» **EXCERPTED PASSAGE**:
Saturday, February 20, 2016

Shoes and socks


Shoes. From soft, tiny baby shoes to gigantic clodhoppers, they demarcate the transition from infancy to teenagerhood. And with them (one might possibly be tempted to say, ’hand in glove’) go socks. Indeed, keeping track of shoes and socks might be termed a Metaphor for the Marvelous Journey of Motherhood

Time was, I could put my hand in my clothes pocket any time, anywhere, and pull out a tiny, soft, colorful baby sock. Happy indeed was a day when I would later find its mate. Matching a pair of socks became a Major Life Event and called for great rejoicing, representing as it did a successful foray into that day’s battle with entropy. I also knew, however, that the day would all too quickly dawn when my hand would search my pocket in vain, and come up empty. Fully aware of the poignancy of the moment, I’d give the sock an appreciative sniff (“Aah, baby powder!”) and return it to my pocket.

» **GIVEN INSTRUCTION 1**: Print the stretch from "Time was, I" through "to my pocket." in the shoes-and-socks post, word for word.

» **DATA FOR THIS TASK**:
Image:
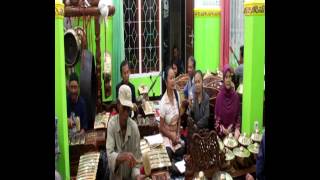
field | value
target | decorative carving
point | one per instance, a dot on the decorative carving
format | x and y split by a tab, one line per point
254	9
203	151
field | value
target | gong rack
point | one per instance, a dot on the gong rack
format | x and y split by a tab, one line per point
76	8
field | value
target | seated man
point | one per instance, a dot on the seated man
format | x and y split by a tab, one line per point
125	73
123	140
76	105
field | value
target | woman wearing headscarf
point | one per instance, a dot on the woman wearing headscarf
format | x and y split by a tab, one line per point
227	108
200	106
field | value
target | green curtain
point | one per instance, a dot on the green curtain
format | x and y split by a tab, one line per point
117	45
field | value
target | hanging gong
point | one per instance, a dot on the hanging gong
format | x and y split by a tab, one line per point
88	86
72	46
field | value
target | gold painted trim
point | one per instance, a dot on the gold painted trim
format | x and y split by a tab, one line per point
207	12
254	9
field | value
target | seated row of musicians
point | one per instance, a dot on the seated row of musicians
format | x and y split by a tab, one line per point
123	135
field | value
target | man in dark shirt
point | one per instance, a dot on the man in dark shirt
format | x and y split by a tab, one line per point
125	73
76	104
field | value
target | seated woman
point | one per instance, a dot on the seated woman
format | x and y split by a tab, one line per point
227	108
200	105
170	118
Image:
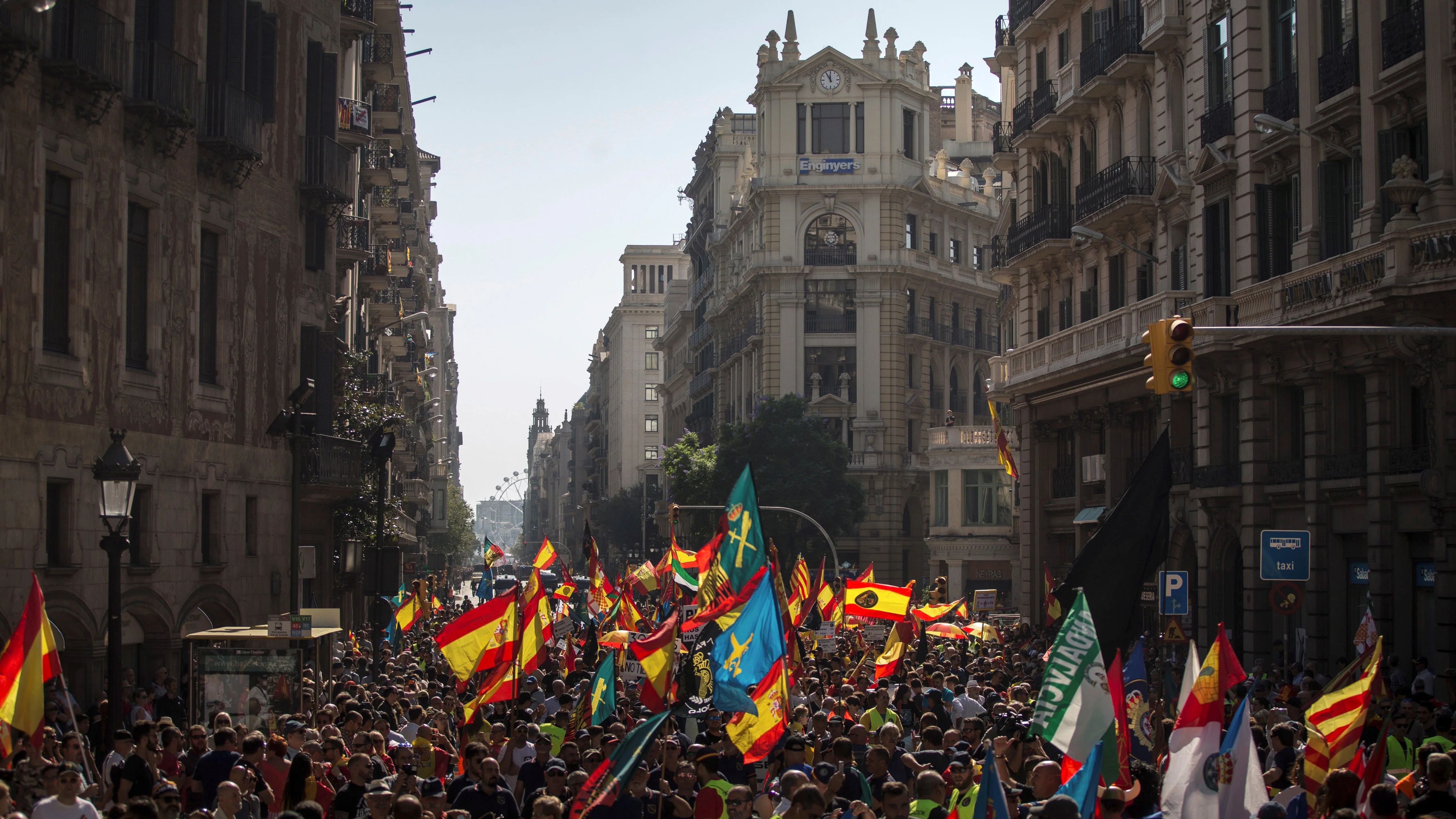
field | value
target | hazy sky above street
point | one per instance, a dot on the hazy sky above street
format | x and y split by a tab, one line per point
565	130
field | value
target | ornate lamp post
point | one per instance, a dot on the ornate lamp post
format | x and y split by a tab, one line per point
117	473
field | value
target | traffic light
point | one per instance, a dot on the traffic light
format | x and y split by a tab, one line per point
1170	355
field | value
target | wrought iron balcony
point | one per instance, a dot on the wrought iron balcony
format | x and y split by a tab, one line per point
1001	138
327	170
164	85
1122	40
87	47
829	257
1282	98
1129	177
1047	222
1216	124
232	122
829	324
1339	69
1403	34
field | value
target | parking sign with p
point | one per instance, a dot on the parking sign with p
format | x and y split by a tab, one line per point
1173	592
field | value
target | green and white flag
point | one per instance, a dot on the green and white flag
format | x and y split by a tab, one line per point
1075	707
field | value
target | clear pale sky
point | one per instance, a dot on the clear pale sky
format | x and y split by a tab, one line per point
565	130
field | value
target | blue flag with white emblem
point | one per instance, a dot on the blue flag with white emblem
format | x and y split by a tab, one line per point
745	652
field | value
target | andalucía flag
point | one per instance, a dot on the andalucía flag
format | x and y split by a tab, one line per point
1075	710
545	556
756	735
877	601
30	659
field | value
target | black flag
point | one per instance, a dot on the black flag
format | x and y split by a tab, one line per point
1125	553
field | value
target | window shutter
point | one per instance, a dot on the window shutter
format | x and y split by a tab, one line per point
269	68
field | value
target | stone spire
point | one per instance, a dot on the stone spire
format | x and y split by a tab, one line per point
871	37
791	40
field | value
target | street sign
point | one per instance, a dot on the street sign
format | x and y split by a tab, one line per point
1283	554
1173	592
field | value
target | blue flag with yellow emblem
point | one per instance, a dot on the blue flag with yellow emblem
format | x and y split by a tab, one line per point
746	650
742	551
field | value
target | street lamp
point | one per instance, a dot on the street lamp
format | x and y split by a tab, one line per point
117	473
1269	124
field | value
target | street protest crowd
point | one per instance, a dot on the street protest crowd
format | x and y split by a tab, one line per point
711	687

» **GIVEN INSTRUCTION 2**: Collect every line of the listing that contains the string "balcony".

» **FULL ANSWER 1**:
Time was, I could put my hand in my clothes pocket any time, anywhere, and pull out a tiny, soft, colorful baby sock. Happy indeed was a day when I would later find its mate. Matching a pair of socks became a Major Life Event and called for great rejoicing, representing as it did a successful foray into that day’s battle with entropy. I also knew, however, that the day would all too quickly dawn when my hand would search my pocket in vain, and come up empty. Fully aware of the poignancy of the moment, I’d give the sock an appreciative sniff (“Aah, baby powder!”) and return it to my pocket.

» **FULL ANSWER 2**:
target | wrought iron balcony
point | one per instance, a dot on the wrought iron balcony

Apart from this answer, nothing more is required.